* YOUR OBJECTIVE *
Copy out the lines of the records from the line with "Where can the black wheel" to the line with "[[621, 16]]", both included, unchanged.
[begin ENTRIES SUPPLIED]
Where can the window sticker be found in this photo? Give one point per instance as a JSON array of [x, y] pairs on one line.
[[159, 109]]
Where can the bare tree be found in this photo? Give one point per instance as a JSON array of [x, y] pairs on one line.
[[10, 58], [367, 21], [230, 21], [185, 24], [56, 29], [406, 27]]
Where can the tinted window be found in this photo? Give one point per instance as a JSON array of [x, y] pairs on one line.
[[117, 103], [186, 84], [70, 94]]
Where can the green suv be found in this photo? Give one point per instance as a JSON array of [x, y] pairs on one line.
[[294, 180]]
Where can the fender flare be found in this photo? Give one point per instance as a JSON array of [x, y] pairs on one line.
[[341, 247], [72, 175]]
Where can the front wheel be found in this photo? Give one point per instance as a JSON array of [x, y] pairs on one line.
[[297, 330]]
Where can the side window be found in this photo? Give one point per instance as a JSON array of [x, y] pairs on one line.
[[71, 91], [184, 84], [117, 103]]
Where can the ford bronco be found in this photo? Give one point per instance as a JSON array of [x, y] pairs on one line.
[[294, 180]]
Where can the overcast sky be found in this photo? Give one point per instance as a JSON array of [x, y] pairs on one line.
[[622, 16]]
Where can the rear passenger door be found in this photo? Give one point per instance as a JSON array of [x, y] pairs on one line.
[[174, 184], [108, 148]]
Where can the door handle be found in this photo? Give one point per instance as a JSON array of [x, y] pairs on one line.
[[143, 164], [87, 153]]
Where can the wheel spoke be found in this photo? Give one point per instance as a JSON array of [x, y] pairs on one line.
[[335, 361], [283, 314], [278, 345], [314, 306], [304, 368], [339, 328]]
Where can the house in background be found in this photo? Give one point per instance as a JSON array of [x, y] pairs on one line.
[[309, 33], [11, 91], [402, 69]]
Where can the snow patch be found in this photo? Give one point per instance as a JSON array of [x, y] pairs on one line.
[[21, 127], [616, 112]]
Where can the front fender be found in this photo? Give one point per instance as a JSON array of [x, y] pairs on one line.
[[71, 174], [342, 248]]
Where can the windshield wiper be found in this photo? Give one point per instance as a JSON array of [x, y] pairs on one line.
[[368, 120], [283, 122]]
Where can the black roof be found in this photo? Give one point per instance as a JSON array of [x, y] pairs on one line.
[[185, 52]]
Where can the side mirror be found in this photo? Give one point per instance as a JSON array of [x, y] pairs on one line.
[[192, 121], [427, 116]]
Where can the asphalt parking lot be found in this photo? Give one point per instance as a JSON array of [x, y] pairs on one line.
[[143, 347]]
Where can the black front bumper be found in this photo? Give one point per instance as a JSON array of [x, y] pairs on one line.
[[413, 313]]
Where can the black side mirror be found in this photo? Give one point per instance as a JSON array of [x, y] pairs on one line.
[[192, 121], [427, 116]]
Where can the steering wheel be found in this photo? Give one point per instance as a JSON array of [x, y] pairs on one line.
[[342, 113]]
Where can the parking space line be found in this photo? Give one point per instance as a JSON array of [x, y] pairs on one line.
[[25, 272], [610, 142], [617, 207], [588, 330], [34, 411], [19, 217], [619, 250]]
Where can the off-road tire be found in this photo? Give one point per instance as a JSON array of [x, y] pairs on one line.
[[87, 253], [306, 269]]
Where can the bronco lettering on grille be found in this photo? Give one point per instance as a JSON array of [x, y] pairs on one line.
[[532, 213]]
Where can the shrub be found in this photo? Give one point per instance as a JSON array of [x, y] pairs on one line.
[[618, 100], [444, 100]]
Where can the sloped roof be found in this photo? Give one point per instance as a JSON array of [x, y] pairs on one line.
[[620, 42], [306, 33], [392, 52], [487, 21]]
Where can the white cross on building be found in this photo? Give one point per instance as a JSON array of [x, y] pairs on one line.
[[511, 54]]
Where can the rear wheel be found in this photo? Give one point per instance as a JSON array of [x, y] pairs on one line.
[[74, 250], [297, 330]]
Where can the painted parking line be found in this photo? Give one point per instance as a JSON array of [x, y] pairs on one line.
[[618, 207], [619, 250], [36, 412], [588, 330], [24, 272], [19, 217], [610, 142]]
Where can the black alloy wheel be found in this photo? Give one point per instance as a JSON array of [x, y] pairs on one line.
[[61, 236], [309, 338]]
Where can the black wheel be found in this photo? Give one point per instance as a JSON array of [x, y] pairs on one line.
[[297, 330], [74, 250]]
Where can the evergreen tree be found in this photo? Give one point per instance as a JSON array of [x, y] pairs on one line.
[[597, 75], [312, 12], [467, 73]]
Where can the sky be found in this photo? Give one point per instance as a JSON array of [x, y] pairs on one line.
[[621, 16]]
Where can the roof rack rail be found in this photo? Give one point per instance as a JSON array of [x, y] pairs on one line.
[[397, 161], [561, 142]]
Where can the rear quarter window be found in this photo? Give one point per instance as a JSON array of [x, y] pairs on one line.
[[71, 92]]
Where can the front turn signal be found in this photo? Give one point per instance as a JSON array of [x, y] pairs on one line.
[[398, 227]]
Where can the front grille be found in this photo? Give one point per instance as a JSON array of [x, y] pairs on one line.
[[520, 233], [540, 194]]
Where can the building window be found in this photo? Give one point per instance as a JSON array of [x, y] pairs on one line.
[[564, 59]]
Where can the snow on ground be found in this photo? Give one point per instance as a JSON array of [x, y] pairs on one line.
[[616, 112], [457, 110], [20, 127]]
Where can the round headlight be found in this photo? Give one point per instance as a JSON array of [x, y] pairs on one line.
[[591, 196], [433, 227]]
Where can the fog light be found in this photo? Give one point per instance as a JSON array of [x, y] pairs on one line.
[end ENTRIES SUPPLIED]
* FINISHED EXERCISE *
Where can the black wheel be found in this photo? Give one point per instance as a JSON array of [x, y] pairs on one line.
[[297, 330], [74, 250]]
Where can the evergreen tree be found in this photo? Give one point per instance as a JSON array of [x, y] pairs on one line.
[[597, 75], [312, 12], [467, 73]]
Where can the sky be found in this photo? Give one point per instance as a JSON array of [x, y] pairs on one line.
[[621, 16]]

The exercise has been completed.